» What is being asked: The records should be copied out again with no alteration.

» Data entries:
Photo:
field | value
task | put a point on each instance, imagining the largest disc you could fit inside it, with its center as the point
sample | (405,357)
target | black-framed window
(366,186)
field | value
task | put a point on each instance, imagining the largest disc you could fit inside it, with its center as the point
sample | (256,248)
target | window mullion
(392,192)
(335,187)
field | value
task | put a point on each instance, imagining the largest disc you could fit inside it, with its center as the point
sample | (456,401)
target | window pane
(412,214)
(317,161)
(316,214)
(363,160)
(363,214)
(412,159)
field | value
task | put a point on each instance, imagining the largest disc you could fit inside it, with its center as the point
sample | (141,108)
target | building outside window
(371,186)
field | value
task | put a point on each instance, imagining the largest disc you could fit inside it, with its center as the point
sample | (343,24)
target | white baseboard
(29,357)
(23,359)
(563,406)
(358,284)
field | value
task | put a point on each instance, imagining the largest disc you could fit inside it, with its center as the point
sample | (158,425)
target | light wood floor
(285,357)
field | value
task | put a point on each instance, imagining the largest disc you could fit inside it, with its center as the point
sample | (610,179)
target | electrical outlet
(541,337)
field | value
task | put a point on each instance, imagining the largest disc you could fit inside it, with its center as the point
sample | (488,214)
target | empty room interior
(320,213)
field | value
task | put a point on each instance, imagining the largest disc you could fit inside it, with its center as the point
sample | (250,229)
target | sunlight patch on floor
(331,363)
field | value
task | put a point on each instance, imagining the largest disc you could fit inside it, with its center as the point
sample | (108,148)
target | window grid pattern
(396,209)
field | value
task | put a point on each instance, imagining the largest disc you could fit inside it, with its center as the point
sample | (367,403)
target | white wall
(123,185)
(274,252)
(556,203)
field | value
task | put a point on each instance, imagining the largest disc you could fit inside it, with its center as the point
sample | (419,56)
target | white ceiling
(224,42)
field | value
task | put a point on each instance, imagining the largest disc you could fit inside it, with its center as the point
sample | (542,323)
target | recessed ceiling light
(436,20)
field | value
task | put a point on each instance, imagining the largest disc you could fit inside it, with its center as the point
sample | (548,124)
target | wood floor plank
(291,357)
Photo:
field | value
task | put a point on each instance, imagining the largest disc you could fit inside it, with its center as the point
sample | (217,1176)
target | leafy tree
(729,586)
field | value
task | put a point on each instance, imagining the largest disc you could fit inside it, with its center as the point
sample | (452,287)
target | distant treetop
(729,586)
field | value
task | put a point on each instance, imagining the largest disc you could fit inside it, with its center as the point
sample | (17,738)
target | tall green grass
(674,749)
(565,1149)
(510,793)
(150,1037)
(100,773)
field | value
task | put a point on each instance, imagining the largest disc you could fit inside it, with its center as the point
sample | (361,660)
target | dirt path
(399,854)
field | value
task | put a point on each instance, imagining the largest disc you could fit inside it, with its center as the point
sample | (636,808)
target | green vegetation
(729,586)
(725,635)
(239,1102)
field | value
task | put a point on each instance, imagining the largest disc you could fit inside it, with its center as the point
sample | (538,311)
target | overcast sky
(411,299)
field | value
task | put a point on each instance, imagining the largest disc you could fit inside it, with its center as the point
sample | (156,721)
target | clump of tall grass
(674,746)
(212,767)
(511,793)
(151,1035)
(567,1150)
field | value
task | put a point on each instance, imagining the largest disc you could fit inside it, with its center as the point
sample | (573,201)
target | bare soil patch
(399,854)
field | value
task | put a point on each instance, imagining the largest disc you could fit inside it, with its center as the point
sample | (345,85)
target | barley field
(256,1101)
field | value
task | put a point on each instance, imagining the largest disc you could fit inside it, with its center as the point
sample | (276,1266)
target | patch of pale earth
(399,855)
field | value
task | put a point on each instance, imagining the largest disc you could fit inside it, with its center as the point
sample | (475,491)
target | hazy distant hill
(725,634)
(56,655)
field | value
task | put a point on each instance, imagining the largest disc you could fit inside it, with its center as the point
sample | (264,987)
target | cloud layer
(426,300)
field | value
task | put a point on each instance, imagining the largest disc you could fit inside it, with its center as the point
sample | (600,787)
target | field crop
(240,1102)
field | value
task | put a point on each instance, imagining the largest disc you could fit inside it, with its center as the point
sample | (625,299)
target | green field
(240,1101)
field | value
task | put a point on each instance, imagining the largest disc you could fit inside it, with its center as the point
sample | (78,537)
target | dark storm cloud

» Solved exercise:
Photo:
field | value
task | put a point on each instance, imagining the largest disc you could fit inside it, with its center as the point
sample | (405,357)
target | black-framed window
(366,186)
field | value
task | put a point on each instance, imagining the largest disc you could fit inside it, with its center as the point
sample | (256,248)
target | window mullion
(392,192)
(335,187)
field | value
task | put a point on each instance, imagining the largest disc you could fit inside it, with its center as the point
sample | (456,401)
target | window pane
(412,214)
(317,161)
(316,214)
(363,160)
(363,214)
(412,159)
field | value
task | put a point on each instance, imagining the largest disc you could fit inside it, with its center as the point
sample | (141,108)
target | building outside window
(371,186)
field | value
task | put a point on each instance, imagining the largest disc you could fit inside it, with its center as the point
sample | (343,24)
target | white baseboard
(29,357)
(23,359)
(563,406)
(358,284)
field | value
task | put a point on each instance, imagining the largest disc you could fit inside it, with its center as the point
sample | (158,425)
target | light wood floor
(285,357)
field | value
task | put a point on each instance, imagining the largest disc you could fit inside it, with its center as the point
sample | (610,179)
target | electrical outlet
(541,337)
field | value
task | put a point on each instance, imagining the largest disc you could fit inside it, with its center as the point
sample | (488,214)
target | empty room interior
(320,213)
field | value
task | put a point on each instance, imagining the largest disc you could fit inside it, with its center as the point
sample | (250,229)
target | sunlight patch on floor
(331,363)
field | value
task | put a point on each instance, imagining the largest disc you could fit inside it, with its center as the point
sample | (108,148)
target | window grid pattern
(396,209)
field | value
task | put a point on each instance, imagining the largest disc you could fit inside it, with its center as the point
sample | (367,403)
target | white wall
(123,185)
(274,252)
(556,203)
field | value
task | put a point on each instance, imagining the largest disc you could fit inside it, with its center as the point
sample | (419,56)
target | white ceiling
(224,42)
field | value
task | put a point on each instance, imagining the largest disc you could fit inside it, with its center as the point
sample | (542,323)
target | recessed ceiling light
(436,20)
field | value
task | put a point on each instance, imagining the largest disc you could fit inside it, with its center as the point
sample | (548,124)
target | wood floor plank
(291,357)
Photo:
field | value
task | put a point on each instance, imagining the largest disc you could fit inside it, with its center as the point
sample | (217,1176)
target | leafy tree
(729,586)
field | value
task | put a point on each instance, imagining the largest disc you could fit inside it, with its center as the point
sample | (452,287)
target | distant treetop
(729,586)
field | value
task | put a point on each instance, imagining the largest disc you could fit inside it, with its center as the point
sample | (17,738)
target | tall green grass
(674,749)
(565,1149)
(510,793)
(150,1037)
(100,773)
field | value
task | put a point on each instance, imagining the largest disc you could fit inside it, with its center as the point
sample | (361,660)
target | dirt path
(399,854)
field | value
task | put a point on each instance, imagining the largest disc you could fit inside it, with its center as the point
sample | (636,808)
target | green vegetation
(729,586)
(725,635)
(239,1102)
field | value
task | put a point on each instance, imagining the largest disc you could fit inside it, with its center as the point
sample | (538,311)
target | overcast sky
(411,299)
field | value
task | put a point on each instance, imagining the largest disc you could fit inside it, with its center as the point
sample | (156,721)
target | clump of tall grass
(674,746)
(212,767)
(511,793)
(151,1035)
(567,1150)
field | value
task | put a point on each instance, imagining the largest disc you could fit inside it, with its center as the point
sample | (573,201)
target | bare soil patch
(399,854)
field | value
task | put a point on each instance, imagining the largest disc you could fit inside it, with its center as the point
sample | (345,85)
target | barley field
(256,1101)
field | value
task | put a point on each instance, imagining the largest disc you could fit inside it, with its center as the point
sample | (276,1266)
target | patch of pale earth
(399,855)
field | value
task | put a point on each instance, imagining the largest disc you could fit inside it, with its center as the point
sample | (475,491)
target | hazy distant hill
(725,634)
(56,655)
field | value
task | put a point on each instance, imagining the largest disc you could fit inside it, with its center as the point
sample | (264,987)
target | cloud layer
(426,300)
field | value
task | put a point on each instance, imagining the largest disc you could fit inside it, with its center as the point
sample | (600,787)
target | field crop
(240,1102)
field | value
task | put a point on each instance, imagining the largest disc you could fit inside it, with its center as the point
sample | (625,299)
target | green field
(240,1101)
field | value
task | put a point on each instance, imagining the largest disc you could fit inside it, with its center as the point
sample | (78,537)
target | dark storm cloud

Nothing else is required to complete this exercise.